→ **Collected data entries**
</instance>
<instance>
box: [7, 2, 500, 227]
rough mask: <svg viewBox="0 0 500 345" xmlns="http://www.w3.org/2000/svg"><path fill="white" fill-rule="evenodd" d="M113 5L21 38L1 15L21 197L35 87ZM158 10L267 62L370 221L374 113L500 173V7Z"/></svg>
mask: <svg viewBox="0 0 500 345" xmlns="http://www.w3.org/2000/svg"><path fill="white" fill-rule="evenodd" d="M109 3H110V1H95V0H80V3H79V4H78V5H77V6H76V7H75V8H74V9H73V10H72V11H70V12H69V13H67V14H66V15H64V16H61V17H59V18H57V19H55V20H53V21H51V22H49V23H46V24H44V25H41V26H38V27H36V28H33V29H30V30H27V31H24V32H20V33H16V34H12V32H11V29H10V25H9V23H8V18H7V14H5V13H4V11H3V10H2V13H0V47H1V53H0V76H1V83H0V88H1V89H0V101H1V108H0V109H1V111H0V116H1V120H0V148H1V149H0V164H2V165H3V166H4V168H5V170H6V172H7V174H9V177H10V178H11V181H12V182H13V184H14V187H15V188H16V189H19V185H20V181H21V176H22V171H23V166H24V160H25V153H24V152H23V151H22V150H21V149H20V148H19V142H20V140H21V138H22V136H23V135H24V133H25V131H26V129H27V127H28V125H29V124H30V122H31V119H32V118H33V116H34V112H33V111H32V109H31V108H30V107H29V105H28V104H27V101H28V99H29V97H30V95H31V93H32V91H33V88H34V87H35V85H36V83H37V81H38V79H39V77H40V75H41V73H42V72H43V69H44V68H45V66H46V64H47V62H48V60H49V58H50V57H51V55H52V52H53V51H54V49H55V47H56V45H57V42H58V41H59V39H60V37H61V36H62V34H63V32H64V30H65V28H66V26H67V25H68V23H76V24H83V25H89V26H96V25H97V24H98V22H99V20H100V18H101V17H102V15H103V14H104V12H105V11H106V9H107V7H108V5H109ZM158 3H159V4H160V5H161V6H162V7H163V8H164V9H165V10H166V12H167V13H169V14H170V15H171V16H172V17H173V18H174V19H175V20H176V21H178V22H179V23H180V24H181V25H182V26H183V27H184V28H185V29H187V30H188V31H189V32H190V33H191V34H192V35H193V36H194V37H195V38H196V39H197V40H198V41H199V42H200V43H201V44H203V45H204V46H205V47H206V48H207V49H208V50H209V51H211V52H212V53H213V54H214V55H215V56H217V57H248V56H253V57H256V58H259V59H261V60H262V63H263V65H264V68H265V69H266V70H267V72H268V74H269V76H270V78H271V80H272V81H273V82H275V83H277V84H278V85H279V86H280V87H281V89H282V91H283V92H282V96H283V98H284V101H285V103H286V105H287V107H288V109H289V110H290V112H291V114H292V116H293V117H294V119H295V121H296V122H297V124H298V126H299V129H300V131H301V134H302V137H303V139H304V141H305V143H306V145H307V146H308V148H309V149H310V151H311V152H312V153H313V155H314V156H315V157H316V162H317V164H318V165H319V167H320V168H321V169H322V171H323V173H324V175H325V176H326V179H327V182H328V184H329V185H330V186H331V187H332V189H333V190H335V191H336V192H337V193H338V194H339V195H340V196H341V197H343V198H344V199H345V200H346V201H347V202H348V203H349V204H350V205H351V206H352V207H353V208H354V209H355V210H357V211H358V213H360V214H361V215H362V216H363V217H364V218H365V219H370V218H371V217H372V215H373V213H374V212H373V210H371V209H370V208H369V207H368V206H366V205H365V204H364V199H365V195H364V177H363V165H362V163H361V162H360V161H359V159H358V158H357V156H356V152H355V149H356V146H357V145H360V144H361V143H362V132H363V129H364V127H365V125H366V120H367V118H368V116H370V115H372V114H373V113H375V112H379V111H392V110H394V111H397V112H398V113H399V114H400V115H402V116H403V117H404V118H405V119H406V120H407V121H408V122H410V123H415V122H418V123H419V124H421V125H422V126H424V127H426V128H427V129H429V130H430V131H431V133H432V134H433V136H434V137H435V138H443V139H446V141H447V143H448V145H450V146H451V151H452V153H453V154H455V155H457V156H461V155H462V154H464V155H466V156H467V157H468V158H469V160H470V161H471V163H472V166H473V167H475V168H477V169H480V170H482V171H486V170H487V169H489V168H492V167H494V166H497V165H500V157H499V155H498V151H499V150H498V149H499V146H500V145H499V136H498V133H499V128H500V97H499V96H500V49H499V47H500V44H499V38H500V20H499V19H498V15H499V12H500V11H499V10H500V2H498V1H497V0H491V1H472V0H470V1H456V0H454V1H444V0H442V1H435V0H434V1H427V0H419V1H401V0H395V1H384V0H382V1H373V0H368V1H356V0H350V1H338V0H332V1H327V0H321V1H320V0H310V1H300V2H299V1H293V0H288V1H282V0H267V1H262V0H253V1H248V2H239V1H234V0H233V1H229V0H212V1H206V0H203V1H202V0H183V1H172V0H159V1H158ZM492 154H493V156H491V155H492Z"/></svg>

→ **WHAT YOU HAVE TO DO**
Format every line of the records above as a Markdown table, leaving out blank lines, with the columns "Number" for the row number and "Record line" for the line itself.

→ **ANSWER FOR THE TASK**
| Number | Record line |
|---|---|
| 1 | </instance> |
| 2 | <instance> |
| 3 | box: [7, 2, 500, 227] |
| 4 | rough mask: <svg viewBox="0 0 500 345" xmlns="http://www.w3.org/2000/svg"><path fill="white" fill-rule="evenodd" d="M113 5L21 38L1 15L21 197L35 87ZM158 10L267 62L370 221L374 113L500 173V7Z"/></svg> |
| 5 | mask: <svg viewBox="0 0 500 345" xmlns="http://www.w3.org/2000/svg"><path fill="white" fill-rule="evenodd" d="M109 3H110V1H95V0H80V3H79V4H78V5H77V6H76V7H75V8H74V9H73V10H72V11H70V12H69V13H67V14H66V15H64V16H61V17H59V18H57V19H55V20H53V21H51V22H49V23H46V24H44V25H41V26H38V27H36V28H33V29H30V30H27V31H24V32H20V33H16V34H12V32H11V29H10V25H9V23H8V18H7V14H5V13H4V11H3V10H2V13H0V47H1V53H0V76H1V83H0V88H1V89H0V101H1V108H0V109H1V111H0V116H1V120H0V148H1V149H0V164H2V165H3V166H4V168H5V170H6V172H7V174H9V177H10V178H11V181H12V182H13V184H14V187H15V188H16V189H19V185H20V181H21V176H22V171H23V166H24V160H25V153H24V152H23V151H22V150H21V149H20V148H19V142H20V140H21V138H22V136H23V135H24V133H25V131H26V129H27V127H28V125H29V124H30V122H31V119H32V118H33V116H34V112H33V111H32V109H31V108H30V107H29V105H28V104H27V101H28V99H29V97H30V95H31V93H32V91H33V88H34V87H35V85H36V83H37V81H38V79H39V77H40V75H41V73H42V72H43V69H44V68H45V66H46V64H47V62H48V60H49V58H50V57H51V55H52V52H53V51H54V49H55V47H56V45H57V42H58V41H59V39H60V37H61V36H62V34H63V32H64V30H65V28H66V26H67V25H68V23H76V24H83V25H89V26H96V25H97V24H98V22H99V20H100V18H101V17H102V15H103V14H104V12H105V11H106V9H107V7H108V5H109ZM158 3H159V4H160V5H161V6H162V7H163V8H164V9H165V10H166V12H167V13H169V14H170V15H171V16H172V17H173V18H174V19H175V20H176V21H178V22H179V23H180V24H181V25H182V26H183V27H184V28H185V29H187V30H188V31H189V32H190V33H191V34H192V35H193V36H194V37H195V38H196V39H197V40H198V41H199V42H200V43H201V44H203V45H204V46H205V47H206V48H207V49H208V50H209V51H211V52H212V53H213V54H214V55H215V56H217V57H248V56H253V57H256V58H259V59H261V60H262V63H263V65H264V68H265V69H266V70H267V72H268V74H269V76H270V78H271V80H272V81H273V82H275V83H277V84H278V85H279V86H280V87H281V89H282V91H283V92H282V96H283V98H284V101H285V103H286V105H287V107H288V109H289V110H290V112H291V114H292V116H293V117H294V119H295V121H296V122H297V124H298V126H299V129H300V131H301V134H302V137H303V139H304V141H305V143H306V145H307V146H308V148H309V149H310V151H311V152H312V153H313V155H314V156H315V157H316V162H317V164H318V165H319V167H320V168H321V169H322V171H323V173H324V175H325V176H326V179H327V182H328V184H329V185H330V186H331V187H332V189H333V190H335V191H336V192H337V193H338V194H339V195H340V196H341V197H343V198H344V199H345V200H346V201H347V202H348V203H349V204H350V205H351V206H352V207H353V208H354V209H355V210H357V211H358V213H360V214H361V215H362V216H363V217H364V218H365V219H370V218H371V217H372V215H373V213H374V212H373V210H371V209H370V208H369V207H368V206H366V205H365V204H364V199H365V195H364V177H363V165H362V163H361V162H360V161H359V159H358V158H357V156H356V152H355V149H356V146H357V145H360V144H361V143H362V132H363V129H364V127H365V125H366V120H367V118H368V116H370V115H372V114H373V113H375V112H379V111H392V110H394V111H397V112H398V113H399V114H400V115H402V116H403V117H404V118H405V119H406V120H407V121H408V122H410V123H415V122H418V123H419V124H421V125H422V126H424V127H426V128H427V129H429V130H430V131H431V133H432V134H433V136H434V137H435V138H443V139H446V141H447V143H448V145H450V146H451V151H452V153H453V154H455V155H457V156H461V155H462V154H464V155H466V156H467V157H468V158H469V160H470V161H471V163H472V166H473V167H475V168H477V169H480V170H482V171H486V170H487V169H489V168H492V167H494V166H497V165H500V157H499V155H498V151H499V150H498V149H499V146H500V145H499V136H498V133H499V128H500V97H499V96H500V49H499V47H500V44H499V38H500V20H499V19H498V15H499V12H500V11H499V10H500V2H498V1H497V0H491V1H472V0H470V1H456V0H454V1H444V0H442V1H435V0H434V1H427V0H419V1H401V0H395V1H384V0H382V1H373V0H368V1H356V0H350V1H338V0H332V1H327V0H321V1H320V0H310V1H300V2H299V1H293V0H288V1H282V0H267V1H262V0H253V1H248V2H239V1H234V0H233V1H229V0H212V1H206V0H203V1H202V0H183V1H172V0H159V1H158ZM492 154H493V156H491V155H492Z"/></svg> |